**WORK REQUIRED**
Every entry must be output exactly as it was written.
=======
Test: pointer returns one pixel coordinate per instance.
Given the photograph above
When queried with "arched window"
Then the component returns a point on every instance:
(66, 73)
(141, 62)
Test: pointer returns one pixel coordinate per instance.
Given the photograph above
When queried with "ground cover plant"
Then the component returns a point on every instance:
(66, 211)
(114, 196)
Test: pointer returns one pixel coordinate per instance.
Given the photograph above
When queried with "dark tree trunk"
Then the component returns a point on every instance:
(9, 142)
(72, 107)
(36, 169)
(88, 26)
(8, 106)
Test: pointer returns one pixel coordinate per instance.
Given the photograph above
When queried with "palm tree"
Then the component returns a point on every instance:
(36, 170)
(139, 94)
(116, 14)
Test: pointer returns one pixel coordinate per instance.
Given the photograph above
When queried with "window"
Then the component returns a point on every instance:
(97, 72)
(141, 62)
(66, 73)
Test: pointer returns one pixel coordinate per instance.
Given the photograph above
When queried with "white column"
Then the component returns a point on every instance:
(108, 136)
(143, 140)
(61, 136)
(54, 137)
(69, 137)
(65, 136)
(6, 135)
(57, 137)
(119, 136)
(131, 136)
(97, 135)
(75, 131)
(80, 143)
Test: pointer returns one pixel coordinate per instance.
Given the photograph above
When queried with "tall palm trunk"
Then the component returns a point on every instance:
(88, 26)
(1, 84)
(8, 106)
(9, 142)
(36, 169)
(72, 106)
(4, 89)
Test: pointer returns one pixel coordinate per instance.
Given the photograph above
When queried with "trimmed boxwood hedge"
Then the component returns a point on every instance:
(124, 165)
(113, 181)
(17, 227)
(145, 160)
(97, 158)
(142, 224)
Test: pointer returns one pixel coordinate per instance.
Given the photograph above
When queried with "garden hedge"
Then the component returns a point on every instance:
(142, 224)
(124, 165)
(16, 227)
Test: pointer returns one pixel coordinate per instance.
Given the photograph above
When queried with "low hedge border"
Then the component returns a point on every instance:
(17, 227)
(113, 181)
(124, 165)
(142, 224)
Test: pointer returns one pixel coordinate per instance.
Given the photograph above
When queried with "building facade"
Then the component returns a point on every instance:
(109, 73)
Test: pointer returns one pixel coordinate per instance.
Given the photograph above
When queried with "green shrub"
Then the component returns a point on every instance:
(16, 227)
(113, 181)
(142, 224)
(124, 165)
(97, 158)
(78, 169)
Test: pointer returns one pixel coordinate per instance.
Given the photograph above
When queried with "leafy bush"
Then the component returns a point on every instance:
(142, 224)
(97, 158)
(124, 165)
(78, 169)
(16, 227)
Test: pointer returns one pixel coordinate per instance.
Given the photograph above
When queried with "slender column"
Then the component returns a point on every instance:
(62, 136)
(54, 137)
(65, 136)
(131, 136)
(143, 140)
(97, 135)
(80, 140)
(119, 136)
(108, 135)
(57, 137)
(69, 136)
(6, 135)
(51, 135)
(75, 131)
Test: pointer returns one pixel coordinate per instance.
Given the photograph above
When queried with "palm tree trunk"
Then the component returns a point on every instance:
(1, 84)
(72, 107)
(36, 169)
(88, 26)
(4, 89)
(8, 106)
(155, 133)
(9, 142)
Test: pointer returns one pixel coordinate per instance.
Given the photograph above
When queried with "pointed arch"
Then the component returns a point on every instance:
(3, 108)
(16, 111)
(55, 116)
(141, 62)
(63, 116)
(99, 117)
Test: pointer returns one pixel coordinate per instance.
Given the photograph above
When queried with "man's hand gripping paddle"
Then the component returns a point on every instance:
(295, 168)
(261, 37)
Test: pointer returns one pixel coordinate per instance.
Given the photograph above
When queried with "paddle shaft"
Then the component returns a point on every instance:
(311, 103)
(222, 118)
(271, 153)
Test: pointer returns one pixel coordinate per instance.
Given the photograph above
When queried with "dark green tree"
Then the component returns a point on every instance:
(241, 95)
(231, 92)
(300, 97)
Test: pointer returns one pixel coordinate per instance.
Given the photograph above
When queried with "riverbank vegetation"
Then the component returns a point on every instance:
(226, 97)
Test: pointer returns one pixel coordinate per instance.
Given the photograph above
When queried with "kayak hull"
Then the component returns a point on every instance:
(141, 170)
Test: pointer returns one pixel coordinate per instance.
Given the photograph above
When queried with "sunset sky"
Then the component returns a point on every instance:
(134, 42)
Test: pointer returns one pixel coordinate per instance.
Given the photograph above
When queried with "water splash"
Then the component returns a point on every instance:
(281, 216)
=======
**SOLUTION TO THIS PROBLEM**
Test: pointer returns one pixel coordinate per instance.
Given the photograph above
When queried with "arched window"
Then the component returns a point on every instance:
(66, 73)
(141, 62)
Test: pointer returns one pixel coordinate per instance.
Given the photograph above
When queried with "ground cover plant"
Then the component returns a point on every instance:
(66, 211)
(114, 196)
Test: pointer returns one pixel coordinate per instance.
Given the photograph above
When queried with "dark tree trunk"
Then the component returns a point on every instance:
(9, 142)
(72, 107)
(36, 169)
(88, 26)
(8, 106)
Test: pointer returns one pixel coordinate per instance.
Given the photograph above
When queried with "palm tree"
Then the component returns a point on every instance:
(36, 170)
(139, 94)
(116, 14)
Test: pointer returns one pixel coordinate per instance.
Given the photograph above
When queried with "window"
Then the component returns a point on every instance:
(97, 72)
(141, 62)
(66, 73)
Test: pointer returns one pixel coordinate per instance.
Given the photograph above
When queried with "white column"
Then the component returns a point on every instance:
(108, 136)
(143, 140)
(61, 136)
(54, 137)
(69, 137)
(65, 136)
(6, 135)
(57, 137)
(119, 136)
(131, 136)
(97, 135)
(75, 131)
(80, 143)
Test: pointer returns one pixel coordinate per instance.
Given the photograph above
When queried with "tall palm trunk"
Then the component returns a point on every instance:
(88, 26)
(1, 84)
(8, 106)
(9, 142)
(36, 169)
(72, 106)
(4, 89)
Test: pointer returns one pixel coordinate per instance.
Given the photograph above
When queried with "trimmed boxwood hedge"
Then the component returns a point on every instance:
(124, 165)
(113, 181)
(17, 227)
(145, 160)
(97, 158)
(142, 224)
Test: pointer returns one pixel coordinate per instance.
Given the photograph above
When queried with "garden hedge"
Then the component returns a point on every instance:
(142, 224)
(124, 165)
(16, 227)
Test: pointer returns one pixel coordinate per instance.
Given the photograph above
When queried with "low hedge border"
Then the component returns a point on every instance:
(17, 227)
(113, 181)
(124, 165)
(142, 224)
Test: pointer returns one pixel coordinate per instance.
Given the photograph above
When queried with "building facade"
Then the component returns a point on every instance:
(109, 73)
Test: pointer returns one pixel coordinate per instance.
Given the photograph above
When queried with "green shrub"
Then the component returns a point on every instance:
(16, 227)
(113, 181)
(142, 224)
(124, 165)
(97, 158)
(78, 169)
Test: pointer returns one pixel coordinate per instance.
Given the photograph above
When queried with "leafy bush"
Then the component returns a point on every instance:
(142, 224)
(97, 158)
(124, 165)
(78, 169)
(16, 227)
Test: pointer returns one pixel coordinate per instance.
Given the photograph above
When queried with "slender column"
Then the component returns a point on every instance:
(62, 136)
(54, 137)
(65, 136)
(131, 136)
(143, 140)
(97, 135)
(80, 140)
(119, 136)
(108, 135)
(57, 137)
(69, 136)
(6, 135)
(51, 135)
(75, 131)
Test: pointer returns one pixel coordinate per instance.
Given the photograph above
When queried with "palm tree trunk"
Then the component returns a point on every instance:
(1, 84)
(72, 107)
(36, 169)
(88, 26)
(4, 89)
(8, 106)
(155, 133)
(9, 142)
Test: pointer returns one pixel coordinate per instance.
Given the photograph above
When queried with "pointed arch"
Then the component returns a point on every instance:
(3, 108)
(16, 111)
(55, 116)
(141, 62)
(63, 116)
(99, 117)
Test: pointer returns one pixel coordinate per instance.
Given the photograph above
When queried with "man's hand gripping paddle"
Then the component returns a point on every instance:
(295, 168)
(261, 37)
Test: pointer returns one pixel coordinate per instance.
Given the photograph above
When queried with "paddle shaft"
Then the component returns a point on every instance:
(311, 103)
(222, 118)
(271, 153)
Test: pointer returns one pixel coordinate per instance.
Given the photograph above
When queried with "dark green tree"
Then the component returns a point on every instance:
(241, 95)
(231, 92)
(300, 97)
Test: pointer returns one pixel coordinate per instance.
Given the photograph above
When queried with "riverbank vegetation"
Then the component returns a point on every instance:
(226, 97)
Test: pointer returns one pixel coordinate per instance.
Given the photograph above
When queried with "kayak hull"
Then the component returns a point on every instance:
(141, 170)
Test: pointer returns one pixel coordinate per instance.
Given the photograph above
When queried with "sunset sky"
Then the component returns a point on every instance:
(134, 42)
Test: pointer returns one pixel coordinate per instance.
Given the photograph above
When queried with "water splash"
Then the component returns a point on every instance:
(281, 216)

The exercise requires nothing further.